CHECK YOUR UNDERSTANDING »
**1.** Answer these questions using the woodworking forum thread.
(a) According to the first post, who was given extra lunch money, and where are they?
(b) How long does woodnut99 say they have been on the forum?
(c) What three things does mski say they have gotten from the county internet site?
**2.** Copy from the woodworking forum thread, character for character, the part that starts at the words "## woodnut99 (Dec" and ends after the words "the same bug..".

EXERCISE PASSAGE »
>>>>>
You have to do the foot work here… And often a nice "fist full of dollars".... I am always scanning for scrap' or left overs.. And often on ebay the larger lumber 'stores' often sell all their scrap' in bundle packages.. I've even given tree trimmers here in brooklyn some extra lunch money to throw me some select cuts for sculpture… NOw Back To wOrk!!! (*&*%) too much time hitting keys instead of the wood,,Arrrrgh Good luck , Your on to the source… I think everyone here respects the wood, and Is in it for the long haul… Recycle,Respect,Refurbish!!!!


----------



## woodnut99 (Dec 17, 2007)

By the way, Welcome to the best wood working site / forum… A ton of inspiration and knowledge here!!! I'm only a month old, and already have learned much…and have met some GREAT and INSPIRING PEOPLE / w the same bug..


----------



## mski (Jul 3, 2007)

We have a county internet site that has recycled things from plastic barrels to wood to Horse manure.
Iv'e gotten barrels , compost and 2'X4" ply cutoffs there.
<<<<<
EXTRACTED MATERIAL »
>>>>>
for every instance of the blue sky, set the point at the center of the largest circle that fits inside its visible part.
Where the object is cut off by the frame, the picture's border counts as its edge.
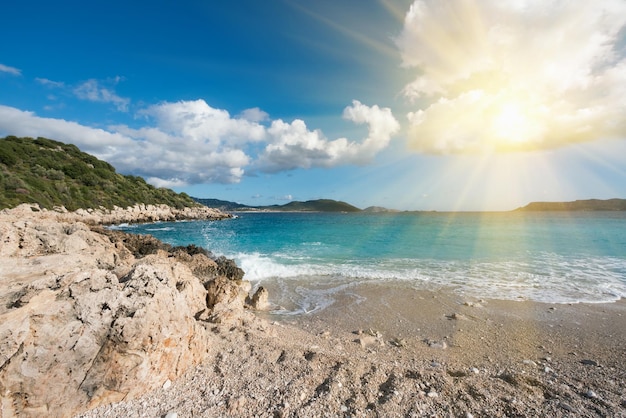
(417, 105)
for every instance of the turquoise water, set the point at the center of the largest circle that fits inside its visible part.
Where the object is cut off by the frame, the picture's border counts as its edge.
(307, 257)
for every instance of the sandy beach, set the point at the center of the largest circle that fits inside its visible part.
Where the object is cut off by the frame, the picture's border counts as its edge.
(381, 351)
(98, 323)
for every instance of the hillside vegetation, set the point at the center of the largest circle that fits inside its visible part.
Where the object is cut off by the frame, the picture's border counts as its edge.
(320, 205)
(52, 173)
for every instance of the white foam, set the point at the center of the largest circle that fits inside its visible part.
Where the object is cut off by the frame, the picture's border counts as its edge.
(544, 277)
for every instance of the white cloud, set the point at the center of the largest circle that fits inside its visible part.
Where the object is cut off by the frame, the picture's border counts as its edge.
(293, 145)
(197, 121)
(50, 83)
(190, 142)
(514, 75)
(91, 90)
(254, 115)
(10, 70)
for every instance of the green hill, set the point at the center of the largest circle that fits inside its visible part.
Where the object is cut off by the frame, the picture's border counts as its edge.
(320, 205)
(52, 173)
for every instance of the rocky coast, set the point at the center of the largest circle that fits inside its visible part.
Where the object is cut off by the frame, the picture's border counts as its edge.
(90, 316)
(97, 323)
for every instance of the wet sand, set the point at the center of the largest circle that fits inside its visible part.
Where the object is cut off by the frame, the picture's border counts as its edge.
(385, 351)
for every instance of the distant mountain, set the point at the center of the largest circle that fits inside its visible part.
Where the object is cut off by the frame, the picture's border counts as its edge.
(578, 205)
(320, 205)
(223, 205)
(379, 209)
(51, 173)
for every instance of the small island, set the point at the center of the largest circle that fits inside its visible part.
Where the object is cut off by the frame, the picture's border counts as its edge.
(589, 205)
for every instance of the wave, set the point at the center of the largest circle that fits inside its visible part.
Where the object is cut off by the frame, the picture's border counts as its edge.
(544, 277)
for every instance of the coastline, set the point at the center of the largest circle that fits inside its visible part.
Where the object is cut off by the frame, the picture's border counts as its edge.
(97, 325)
(419, 353)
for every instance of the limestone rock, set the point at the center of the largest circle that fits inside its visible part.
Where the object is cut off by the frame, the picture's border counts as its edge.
(88, 318)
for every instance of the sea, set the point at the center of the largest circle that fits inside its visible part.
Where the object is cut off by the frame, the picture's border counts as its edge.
(306, 259)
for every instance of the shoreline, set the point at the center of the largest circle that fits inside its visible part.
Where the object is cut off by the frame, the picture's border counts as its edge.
(444, 356)
(97, 327)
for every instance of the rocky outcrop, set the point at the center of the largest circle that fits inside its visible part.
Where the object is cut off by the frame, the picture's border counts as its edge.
(90, 316)
(132, 214)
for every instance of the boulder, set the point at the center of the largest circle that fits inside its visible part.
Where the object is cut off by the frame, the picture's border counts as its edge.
(88, 318)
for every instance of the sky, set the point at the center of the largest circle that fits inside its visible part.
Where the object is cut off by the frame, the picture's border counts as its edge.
(407, 104)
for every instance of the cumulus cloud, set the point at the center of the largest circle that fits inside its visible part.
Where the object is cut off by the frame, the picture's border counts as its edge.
(10, 70)
(514, 75)
(91, 90)
(293, 145)
(254, 115)
(50, 83)
(190, 142)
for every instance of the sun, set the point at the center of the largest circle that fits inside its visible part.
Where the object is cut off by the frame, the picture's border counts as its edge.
(514, 124)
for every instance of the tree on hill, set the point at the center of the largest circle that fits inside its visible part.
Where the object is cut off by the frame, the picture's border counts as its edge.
(52, 173)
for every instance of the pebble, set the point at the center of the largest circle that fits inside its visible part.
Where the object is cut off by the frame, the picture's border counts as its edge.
(591, 394)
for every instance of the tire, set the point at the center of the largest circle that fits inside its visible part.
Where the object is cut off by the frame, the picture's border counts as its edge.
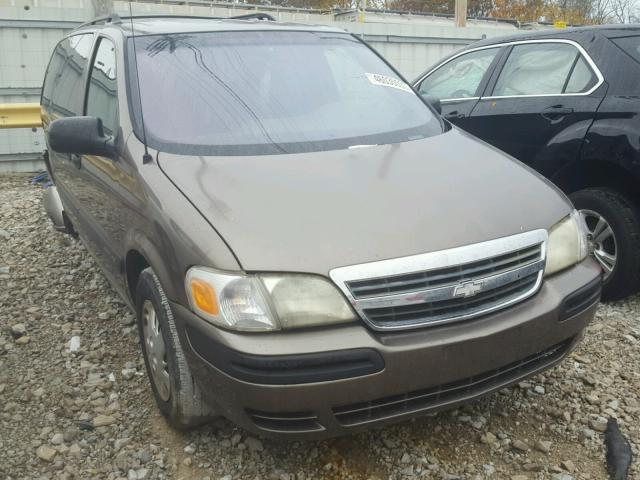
(623, 217)
(177, 395)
<<<<<
TASK-BY-TASK ANSWERS »
**1.**
(a) Tree trimmers in Brooklyn.
(b) Only a month.
(c) Barrels, compost, and ply cutoffs.

**2.**
## woodnut99 (Dec 17, 2007)

By the way, Welcome to the best wood working site / forum… A ton of inspiration and knowledge here!!! I'm only a month old, and already have learned much…and have met some GREAT and INSPIRING PEOPLE / w the same bug..